To be done →
**1)** Repeat the forum thread word for word from "## AtlasFBG2 (Jul" to "fluid in park.".
**2)** In the forum thread, why does AtlasFBG2 say to leave the truck in neutral for a while after plowing or towing? Answer in one to three sentences.

# Idle in Park or Neutral



## jonw440 (Dec 26, 2002)

Hi Guys.
I am picking up my new used 2001 Dodge Ram 2500 Quad cab on Tuesday. I will be putting the Meyer on it from the Bronco. I also will be getting and alarm with remote start. I am wondering what is better for the tranny. To put the truck in neutral or park at night? I will be letting it warm up for 10-15 minutes and want to do what is best for the tranny. Does Dodge truck circulate the tranny fluid in park? Or Nuetral?. I will post some pictures when I can.
Thanks
Jon


----------



## paul soccodato (Nov 9, 2002)

leave it in park, no adverse affects, and last thing you need is your truck rolling away on you.


----------



## Kent Lawns (Jan 18, 2000)

Neutral.

Circulates that transmission fluid.


----------



## AtlasFBG2 (Jul 4, 2001)

As for starting it up and warming up i would leave it in park.After plowing or towing definetly leave it in nuetral for a while to keep the fluid circulating.Dodges dont circulate the trans fluid in park.


----------



## Dave1250 (Mar 5, 2001)

Lets see one for one against I believe most people leave it in park . All truck are left in park when shut off, locks the wheel. Will you be leaving the key in it ? Your insurance might not pay for unauthorized use, if someone takes the truck with the keys in it . I leave my truck in park with the doors locked and have been plowing about 8 or9 years, only 260,000 on my truck ..Just my 2 cents


----------



## KentuckyPlow (Nov 26, 2002)

Does anyone know if the older chevrolet's with the turbo hydro 400 circulates in park?
Thanks


----------



## dan deutekom (Feb 10, 2001)

As far as I know all automatics circulate the fluid in park or neutral. The only difference between park and neutral is that there is a locking paul in the park position that keeps the output shaft from rotating but all the other internal stuff rotates just like in neutral. I do stand to be corrected however


----------



## John DiMartino (Jan 22, 2000)

Stored entries →

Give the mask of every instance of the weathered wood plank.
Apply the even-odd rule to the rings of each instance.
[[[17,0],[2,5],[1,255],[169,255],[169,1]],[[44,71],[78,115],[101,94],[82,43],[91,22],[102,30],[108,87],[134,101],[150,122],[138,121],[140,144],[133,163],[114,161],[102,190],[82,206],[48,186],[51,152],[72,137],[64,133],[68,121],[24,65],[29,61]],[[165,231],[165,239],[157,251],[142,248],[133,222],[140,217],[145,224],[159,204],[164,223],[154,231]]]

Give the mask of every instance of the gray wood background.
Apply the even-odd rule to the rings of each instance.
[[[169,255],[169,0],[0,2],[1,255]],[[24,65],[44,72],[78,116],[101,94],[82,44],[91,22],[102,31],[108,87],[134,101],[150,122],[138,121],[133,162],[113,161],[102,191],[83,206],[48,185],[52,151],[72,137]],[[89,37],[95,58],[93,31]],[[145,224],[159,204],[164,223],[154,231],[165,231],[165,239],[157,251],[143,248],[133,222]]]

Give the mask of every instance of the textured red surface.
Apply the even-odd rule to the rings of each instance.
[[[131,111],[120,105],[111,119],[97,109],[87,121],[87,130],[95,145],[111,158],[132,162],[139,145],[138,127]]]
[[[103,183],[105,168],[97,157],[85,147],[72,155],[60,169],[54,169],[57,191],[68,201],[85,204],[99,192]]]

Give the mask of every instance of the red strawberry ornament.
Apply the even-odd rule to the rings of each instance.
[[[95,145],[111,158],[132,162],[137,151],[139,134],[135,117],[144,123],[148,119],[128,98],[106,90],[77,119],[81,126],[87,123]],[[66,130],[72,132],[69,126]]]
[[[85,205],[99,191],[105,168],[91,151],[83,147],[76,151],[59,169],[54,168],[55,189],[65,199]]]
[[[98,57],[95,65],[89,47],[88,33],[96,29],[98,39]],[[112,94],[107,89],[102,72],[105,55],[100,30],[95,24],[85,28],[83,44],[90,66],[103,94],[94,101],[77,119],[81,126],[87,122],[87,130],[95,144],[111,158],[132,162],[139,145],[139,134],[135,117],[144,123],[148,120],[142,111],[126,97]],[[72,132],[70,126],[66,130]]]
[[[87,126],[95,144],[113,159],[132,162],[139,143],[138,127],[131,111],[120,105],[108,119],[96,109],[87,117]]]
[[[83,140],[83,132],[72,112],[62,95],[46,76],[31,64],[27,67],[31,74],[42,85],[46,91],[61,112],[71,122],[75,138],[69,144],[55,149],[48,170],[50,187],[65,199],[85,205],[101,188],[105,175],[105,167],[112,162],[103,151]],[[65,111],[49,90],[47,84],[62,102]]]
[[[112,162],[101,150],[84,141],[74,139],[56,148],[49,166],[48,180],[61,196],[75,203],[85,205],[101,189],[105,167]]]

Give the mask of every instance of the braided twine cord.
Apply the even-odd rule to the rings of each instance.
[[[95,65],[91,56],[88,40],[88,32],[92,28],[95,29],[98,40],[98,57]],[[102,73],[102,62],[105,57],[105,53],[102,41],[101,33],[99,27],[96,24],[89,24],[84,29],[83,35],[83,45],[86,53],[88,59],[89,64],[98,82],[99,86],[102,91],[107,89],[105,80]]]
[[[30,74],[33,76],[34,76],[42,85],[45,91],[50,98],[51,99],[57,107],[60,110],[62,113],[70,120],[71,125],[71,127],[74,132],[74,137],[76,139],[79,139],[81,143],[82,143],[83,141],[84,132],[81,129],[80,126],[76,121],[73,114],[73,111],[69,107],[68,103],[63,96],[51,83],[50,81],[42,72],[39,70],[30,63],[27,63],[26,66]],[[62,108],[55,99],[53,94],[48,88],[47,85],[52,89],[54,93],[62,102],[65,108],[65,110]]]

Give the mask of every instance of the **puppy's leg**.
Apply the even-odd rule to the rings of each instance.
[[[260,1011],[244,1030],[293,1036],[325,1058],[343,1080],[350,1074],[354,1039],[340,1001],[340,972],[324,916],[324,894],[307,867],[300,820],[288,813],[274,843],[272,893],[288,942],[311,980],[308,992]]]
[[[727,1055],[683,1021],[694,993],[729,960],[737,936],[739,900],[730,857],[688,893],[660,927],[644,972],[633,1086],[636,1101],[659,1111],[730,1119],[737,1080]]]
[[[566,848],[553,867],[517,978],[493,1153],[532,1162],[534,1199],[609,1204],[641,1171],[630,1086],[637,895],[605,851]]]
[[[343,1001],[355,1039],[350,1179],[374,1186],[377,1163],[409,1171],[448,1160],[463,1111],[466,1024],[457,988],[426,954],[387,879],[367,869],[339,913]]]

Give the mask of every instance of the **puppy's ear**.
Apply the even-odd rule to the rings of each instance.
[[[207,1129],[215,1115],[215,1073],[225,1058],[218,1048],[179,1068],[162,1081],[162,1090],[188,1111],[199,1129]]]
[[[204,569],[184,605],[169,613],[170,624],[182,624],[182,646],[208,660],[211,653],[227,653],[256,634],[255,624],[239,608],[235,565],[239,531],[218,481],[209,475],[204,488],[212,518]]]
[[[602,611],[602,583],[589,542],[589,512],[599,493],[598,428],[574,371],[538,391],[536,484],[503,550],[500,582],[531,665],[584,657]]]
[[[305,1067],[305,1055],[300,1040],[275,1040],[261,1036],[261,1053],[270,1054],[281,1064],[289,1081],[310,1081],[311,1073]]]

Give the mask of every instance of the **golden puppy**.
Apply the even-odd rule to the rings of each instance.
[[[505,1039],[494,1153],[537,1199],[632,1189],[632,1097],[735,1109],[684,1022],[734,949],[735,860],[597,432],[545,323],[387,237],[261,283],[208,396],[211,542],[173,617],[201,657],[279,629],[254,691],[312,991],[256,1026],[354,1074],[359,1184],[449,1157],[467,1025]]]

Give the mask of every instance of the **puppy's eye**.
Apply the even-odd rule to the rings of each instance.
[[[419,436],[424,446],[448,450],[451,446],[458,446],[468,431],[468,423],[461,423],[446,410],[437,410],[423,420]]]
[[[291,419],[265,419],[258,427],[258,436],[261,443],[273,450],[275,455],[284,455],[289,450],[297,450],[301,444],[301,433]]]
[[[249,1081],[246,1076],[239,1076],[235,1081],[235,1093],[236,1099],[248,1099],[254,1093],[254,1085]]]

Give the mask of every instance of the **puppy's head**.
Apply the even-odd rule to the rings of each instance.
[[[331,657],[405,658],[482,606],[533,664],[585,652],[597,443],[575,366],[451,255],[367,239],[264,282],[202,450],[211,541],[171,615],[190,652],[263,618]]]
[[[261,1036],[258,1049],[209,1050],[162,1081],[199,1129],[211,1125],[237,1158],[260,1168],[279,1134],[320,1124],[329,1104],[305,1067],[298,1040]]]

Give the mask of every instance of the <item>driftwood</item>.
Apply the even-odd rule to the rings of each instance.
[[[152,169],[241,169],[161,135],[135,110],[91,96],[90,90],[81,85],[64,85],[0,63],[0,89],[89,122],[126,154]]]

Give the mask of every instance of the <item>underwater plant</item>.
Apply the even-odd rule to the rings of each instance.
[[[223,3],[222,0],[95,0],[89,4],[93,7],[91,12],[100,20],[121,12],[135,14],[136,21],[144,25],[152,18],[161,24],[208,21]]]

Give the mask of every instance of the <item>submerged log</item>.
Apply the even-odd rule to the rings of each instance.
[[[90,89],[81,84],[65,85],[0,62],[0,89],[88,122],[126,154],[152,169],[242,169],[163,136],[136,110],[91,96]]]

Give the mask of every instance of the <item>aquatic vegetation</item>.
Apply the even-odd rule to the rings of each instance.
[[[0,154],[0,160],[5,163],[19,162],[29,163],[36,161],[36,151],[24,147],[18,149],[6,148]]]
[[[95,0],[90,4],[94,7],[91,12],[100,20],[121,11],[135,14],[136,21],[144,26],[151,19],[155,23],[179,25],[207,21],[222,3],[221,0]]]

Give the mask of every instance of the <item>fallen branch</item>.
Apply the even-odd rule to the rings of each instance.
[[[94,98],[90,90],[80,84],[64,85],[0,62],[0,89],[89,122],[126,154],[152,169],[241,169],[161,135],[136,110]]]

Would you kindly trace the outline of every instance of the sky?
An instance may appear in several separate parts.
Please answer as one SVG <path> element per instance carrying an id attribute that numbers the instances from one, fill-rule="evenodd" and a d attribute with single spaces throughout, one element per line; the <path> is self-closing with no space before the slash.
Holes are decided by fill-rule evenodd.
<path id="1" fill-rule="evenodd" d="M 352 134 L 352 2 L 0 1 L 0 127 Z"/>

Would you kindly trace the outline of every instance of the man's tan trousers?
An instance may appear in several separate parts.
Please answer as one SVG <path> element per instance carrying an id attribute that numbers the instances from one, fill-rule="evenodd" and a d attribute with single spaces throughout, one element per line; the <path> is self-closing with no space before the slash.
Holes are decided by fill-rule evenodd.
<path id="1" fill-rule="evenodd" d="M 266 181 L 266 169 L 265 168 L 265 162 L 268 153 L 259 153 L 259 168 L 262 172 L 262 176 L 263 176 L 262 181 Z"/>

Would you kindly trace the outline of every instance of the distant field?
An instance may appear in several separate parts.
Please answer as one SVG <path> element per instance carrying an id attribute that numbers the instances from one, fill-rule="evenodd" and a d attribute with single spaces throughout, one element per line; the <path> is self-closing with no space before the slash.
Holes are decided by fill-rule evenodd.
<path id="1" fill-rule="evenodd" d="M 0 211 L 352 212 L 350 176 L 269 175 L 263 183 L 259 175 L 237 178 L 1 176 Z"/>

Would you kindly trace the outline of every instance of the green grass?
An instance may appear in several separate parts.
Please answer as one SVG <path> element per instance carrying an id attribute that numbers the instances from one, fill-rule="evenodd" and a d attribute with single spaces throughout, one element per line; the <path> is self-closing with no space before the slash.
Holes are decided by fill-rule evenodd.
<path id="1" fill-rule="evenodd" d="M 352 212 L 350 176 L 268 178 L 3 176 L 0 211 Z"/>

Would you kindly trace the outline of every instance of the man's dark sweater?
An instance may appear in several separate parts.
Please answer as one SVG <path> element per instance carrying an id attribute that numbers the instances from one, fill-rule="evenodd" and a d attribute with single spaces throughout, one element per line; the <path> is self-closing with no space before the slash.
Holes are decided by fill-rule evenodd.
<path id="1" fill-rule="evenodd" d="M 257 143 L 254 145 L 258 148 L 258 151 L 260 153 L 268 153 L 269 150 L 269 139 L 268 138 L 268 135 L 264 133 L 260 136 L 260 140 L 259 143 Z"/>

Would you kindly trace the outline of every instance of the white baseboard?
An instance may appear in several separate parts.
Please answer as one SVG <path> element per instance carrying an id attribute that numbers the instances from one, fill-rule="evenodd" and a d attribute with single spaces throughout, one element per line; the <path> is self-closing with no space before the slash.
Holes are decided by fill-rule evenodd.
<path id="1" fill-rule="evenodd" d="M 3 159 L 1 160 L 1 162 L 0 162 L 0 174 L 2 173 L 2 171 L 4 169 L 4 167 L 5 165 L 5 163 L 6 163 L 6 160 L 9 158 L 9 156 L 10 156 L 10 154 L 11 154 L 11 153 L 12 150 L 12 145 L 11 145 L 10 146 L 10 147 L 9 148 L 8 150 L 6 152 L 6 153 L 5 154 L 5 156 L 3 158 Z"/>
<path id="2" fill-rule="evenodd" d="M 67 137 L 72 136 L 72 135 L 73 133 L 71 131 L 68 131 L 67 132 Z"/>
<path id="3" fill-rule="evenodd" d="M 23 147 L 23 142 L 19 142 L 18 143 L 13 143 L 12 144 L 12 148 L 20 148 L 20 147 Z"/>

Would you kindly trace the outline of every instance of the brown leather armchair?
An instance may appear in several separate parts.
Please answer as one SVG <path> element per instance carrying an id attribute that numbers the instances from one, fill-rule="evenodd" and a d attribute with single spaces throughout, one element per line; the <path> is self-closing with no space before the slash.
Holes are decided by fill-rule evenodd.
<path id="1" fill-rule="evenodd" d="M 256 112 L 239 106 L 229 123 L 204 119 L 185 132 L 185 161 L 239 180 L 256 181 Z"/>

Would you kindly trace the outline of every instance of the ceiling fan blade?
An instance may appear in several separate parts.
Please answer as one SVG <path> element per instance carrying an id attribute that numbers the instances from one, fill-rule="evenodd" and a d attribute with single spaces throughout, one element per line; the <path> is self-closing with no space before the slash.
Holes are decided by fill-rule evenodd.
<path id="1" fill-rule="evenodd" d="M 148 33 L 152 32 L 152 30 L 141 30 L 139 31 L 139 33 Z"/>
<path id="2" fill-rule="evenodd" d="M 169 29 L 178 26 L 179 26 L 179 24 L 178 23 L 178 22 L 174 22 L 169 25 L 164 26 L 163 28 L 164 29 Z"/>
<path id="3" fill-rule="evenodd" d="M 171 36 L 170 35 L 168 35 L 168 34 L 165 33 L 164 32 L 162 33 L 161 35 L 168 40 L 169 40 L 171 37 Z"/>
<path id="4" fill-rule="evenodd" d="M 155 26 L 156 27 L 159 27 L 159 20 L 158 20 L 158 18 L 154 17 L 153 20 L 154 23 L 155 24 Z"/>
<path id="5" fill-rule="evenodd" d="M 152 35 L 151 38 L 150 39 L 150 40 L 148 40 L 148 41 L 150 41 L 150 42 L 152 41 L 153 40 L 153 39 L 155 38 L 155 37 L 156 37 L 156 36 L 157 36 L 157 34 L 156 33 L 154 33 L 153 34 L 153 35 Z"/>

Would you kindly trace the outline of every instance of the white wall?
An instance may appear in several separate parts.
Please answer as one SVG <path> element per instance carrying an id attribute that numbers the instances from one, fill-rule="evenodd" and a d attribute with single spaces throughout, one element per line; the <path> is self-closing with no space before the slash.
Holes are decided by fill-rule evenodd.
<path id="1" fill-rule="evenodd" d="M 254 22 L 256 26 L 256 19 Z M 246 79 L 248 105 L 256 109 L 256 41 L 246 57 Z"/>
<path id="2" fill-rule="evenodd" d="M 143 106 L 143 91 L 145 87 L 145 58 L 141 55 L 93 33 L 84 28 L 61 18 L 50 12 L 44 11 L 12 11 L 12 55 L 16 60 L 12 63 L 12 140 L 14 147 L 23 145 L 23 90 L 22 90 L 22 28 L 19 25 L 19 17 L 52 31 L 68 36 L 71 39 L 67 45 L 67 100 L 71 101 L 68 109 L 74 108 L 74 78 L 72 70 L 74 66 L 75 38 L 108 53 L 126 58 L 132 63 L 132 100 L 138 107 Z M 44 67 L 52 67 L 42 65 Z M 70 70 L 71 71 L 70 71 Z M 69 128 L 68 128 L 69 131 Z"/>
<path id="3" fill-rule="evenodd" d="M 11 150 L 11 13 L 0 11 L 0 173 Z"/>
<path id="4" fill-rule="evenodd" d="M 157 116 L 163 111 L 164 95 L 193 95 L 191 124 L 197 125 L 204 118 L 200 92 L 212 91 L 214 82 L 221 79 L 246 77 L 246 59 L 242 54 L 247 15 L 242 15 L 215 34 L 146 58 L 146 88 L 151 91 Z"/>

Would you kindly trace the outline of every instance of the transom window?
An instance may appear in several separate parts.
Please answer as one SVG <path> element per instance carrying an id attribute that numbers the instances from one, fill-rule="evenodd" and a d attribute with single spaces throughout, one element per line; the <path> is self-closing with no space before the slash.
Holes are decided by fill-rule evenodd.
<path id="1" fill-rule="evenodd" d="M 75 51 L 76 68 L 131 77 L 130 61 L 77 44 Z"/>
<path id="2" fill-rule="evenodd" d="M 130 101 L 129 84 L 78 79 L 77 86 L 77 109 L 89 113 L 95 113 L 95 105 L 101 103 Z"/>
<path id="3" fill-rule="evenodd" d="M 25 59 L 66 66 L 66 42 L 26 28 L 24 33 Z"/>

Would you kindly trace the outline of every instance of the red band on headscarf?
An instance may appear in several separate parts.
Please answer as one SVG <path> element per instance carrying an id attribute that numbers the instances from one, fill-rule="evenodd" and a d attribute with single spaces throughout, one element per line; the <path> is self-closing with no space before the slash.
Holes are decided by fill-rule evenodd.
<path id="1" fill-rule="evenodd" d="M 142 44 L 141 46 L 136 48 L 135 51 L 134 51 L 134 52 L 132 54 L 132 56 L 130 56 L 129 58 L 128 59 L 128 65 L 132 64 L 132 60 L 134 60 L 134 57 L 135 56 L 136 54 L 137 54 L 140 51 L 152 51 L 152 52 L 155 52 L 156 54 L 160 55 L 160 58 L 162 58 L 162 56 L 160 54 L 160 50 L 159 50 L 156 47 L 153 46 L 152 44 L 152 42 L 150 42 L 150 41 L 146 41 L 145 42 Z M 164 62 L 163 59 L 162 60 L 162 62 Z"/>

Solved problems →
**1)**
## AtlasFBG2 (Jul 4, 2001)

As for starting it up and warming up i would leave it in park.After plowing or towing definetly leave it in nuetral for a while to keep the fluid circulating.Dodges dont circulate the trans fluid in park.

**2)** AtlasFBG2 recommends neutral after plowing or towing to keep the transmission fluid circulating. According to that post, Dodges don't circulate the transmission fluid in park.